▸ Yapılacak Alıştırmalar
a: 2020 yılına dair köşe yazısında Janus hangi mitolojiye ait bir tanrı olarak anılmaktadır ve neyi sembolize etmektedir?
b: 2020 yılına dair köşe yazısını son cümlesinin ardından sürdürünüz.

2020 NE GETİRİR?
02 Ocak 2020 16:17:46
Biz köşe yazarları, özellikle her yeniyılın ilk günlerinde, Roma mitolojisindeki tanrı Janus’a döneriz:
Janus, geçmişle geleceği birlikte sembolize eden bir tanrı, Zamanın tam ortasında. Bir yüzü geleceğe bakıyor, bir yüzü geçmişe…
Biz ona döneriz işte!
Geçen yılın bir “muhasebesi” ile gelen yılın tahminleri beklenir bizden.
Ben geçen yazımda 2019 için bir genelleme yapmıştım. Yinelemek istemiyorum!..
Peki gelen yıl ne diyor? 2020 ?
Budalaca bir iyimserliği bir yana bırakmak gerekirse, eldeki veriler, 2020’nin de pek parlak geçmeyeceğini söylüyor:
Şöyle bir söz vardır. Denilir ki, “siyaset, ekonominin yoğunlaşmış ifadesidir.”
Sözüne güvenilir ekonomistler, 2020 için kötümser yorumlarda bulunuyorlar. Hoş zaten bunun ucu şimdiden gözüktü: Yükselen vergiler, harçlar, fiyatlar ile hala iki hanede yürüyen enflasyon ve 5 milyona yaklaşan işsizlik, kimsenin elinde sihirli bir değnek olmadığına göre, 2020’nin nasıl geçeceğini bize işaret ediyor!
2019’dan devredilen bu kötü ekonomik tabloyu, yukarıdaki özdeyişe teyelleyecek olursak, siyaset yaşamımızın kalite gösterge tablosunun 2019’dan farklı olmayacağını sonucu ortaya çıkıyor.
Yılı, Kanal İstanbul gibi uçuk, Libya’ya asker göndermek gibi çok riskli projelerle açan siyasal iktidar, 2020’nin siyasal panoramasını şimdiden çizdi zaten!..
Benim kafamın içinde dolaşıp duran soru şu:
Bu iç-açıcı olmayan tablo, yıl içinde bir erken seçimi gündeme getirir mi?
Olasıdır!

▸ Sağlanan Veriler
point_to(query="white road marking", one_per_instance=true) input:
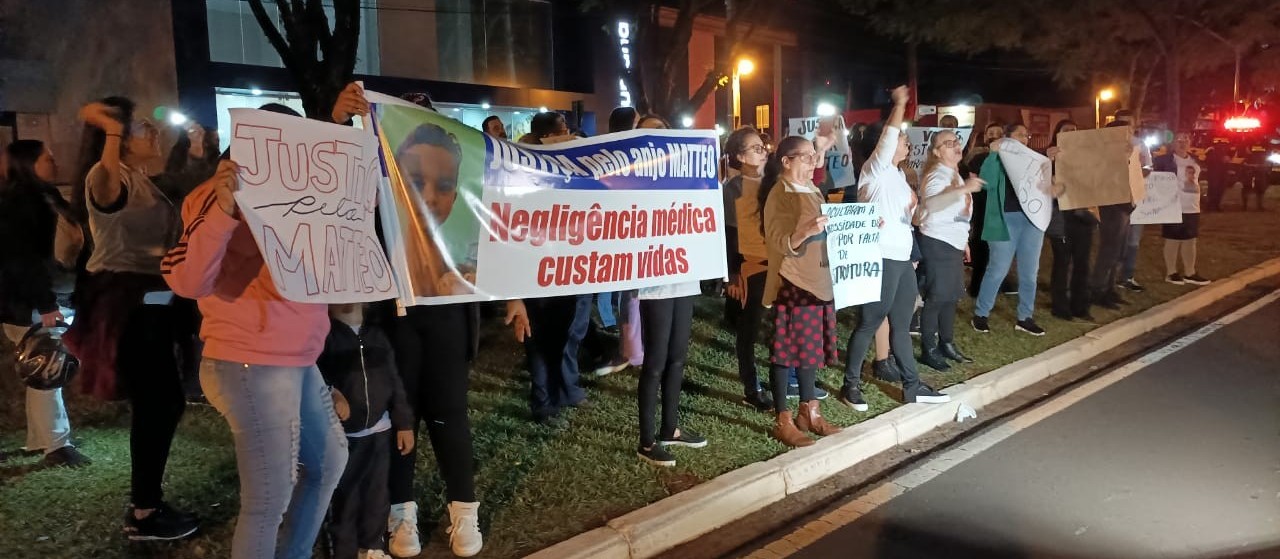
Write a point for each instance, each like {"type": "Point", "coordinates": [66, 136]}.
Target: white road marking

▸ Yanıtlar
a: Roma mitolojisindeki bir tanrıdır ve geçmişle geleceği birlikte sembolize eder.

b:
Şu da var ayrıca:
Basında yeralan kimi haberlere göre, Anayasa mahkemesinin HDP’nin referandumun iptali için yaptığı başvuruyu gündeme alması sözkonusu. Eğer referandum iptal edilirse, parlamenter sisteme dönüşün yolu açılmış olacak, bu da bir erken seçimi gündeme taşıyacak…
Bu olmasa .bile, siyasal iktidar, ekonomik tablo daha da kötüye gitmeden ve buna koşut olarak siyasal bir kaos oluşmadan bir erken seçim kararı alabilir.
Bunda, AKP’nin tabanına gözünü diken Davutoğlu’nun GP’si ile bugün yarın sahaya çıkması beklenen Babacan’ın partisinin yaratacağı baskı da etkili olabilir.
00
Bizim buralara gelince…
Türkiye gibi halimiz!
Tarım tümüyle bitti. Sınai yatırım yok. İşsiz sayısı 27 bin 500’e çıktı. Ceplerinden diploma fışkıran gençler, ya garsonluk yapıyor, ya pazarcılık ya da kuryelik. Bunlar da şanslı olanları ! Genel işsiz içinde nerdeyse yüzde 30’a ulaşan genç işsizler ya başka illere göçediyor ya da aile ocağının himayesine terkediyorlar kendilerini…
Öte yandan, bütün bunlara koşut olarak, 1960’lı yıllardan bu yana Ereğli’yi yeni bir sosyal düzene taşıyan, yarattığı katmadeğerlerle genel nüfusunun üçte birinin direkt olarak yaşamına dokunan Erdemir de, görece olarak küçülmeye başladı! İşçi sayısı nerdeyse 55 yıldır değişmiyor:
Erdemir’in montajında 11 bin işçi çalışmıştı. İşletmeye açıldıktan sonraki işçi sayısı 6 bin civarına düşmüştü. Hala o bantta! Yeni yatırım olmadığı için fabrika işçi alamıyor. Bunun yanısıra, sosyal bir daralmaya da yönelmesi kentin ekonomik ve sosyal yaşamını olumsuz etkiledi.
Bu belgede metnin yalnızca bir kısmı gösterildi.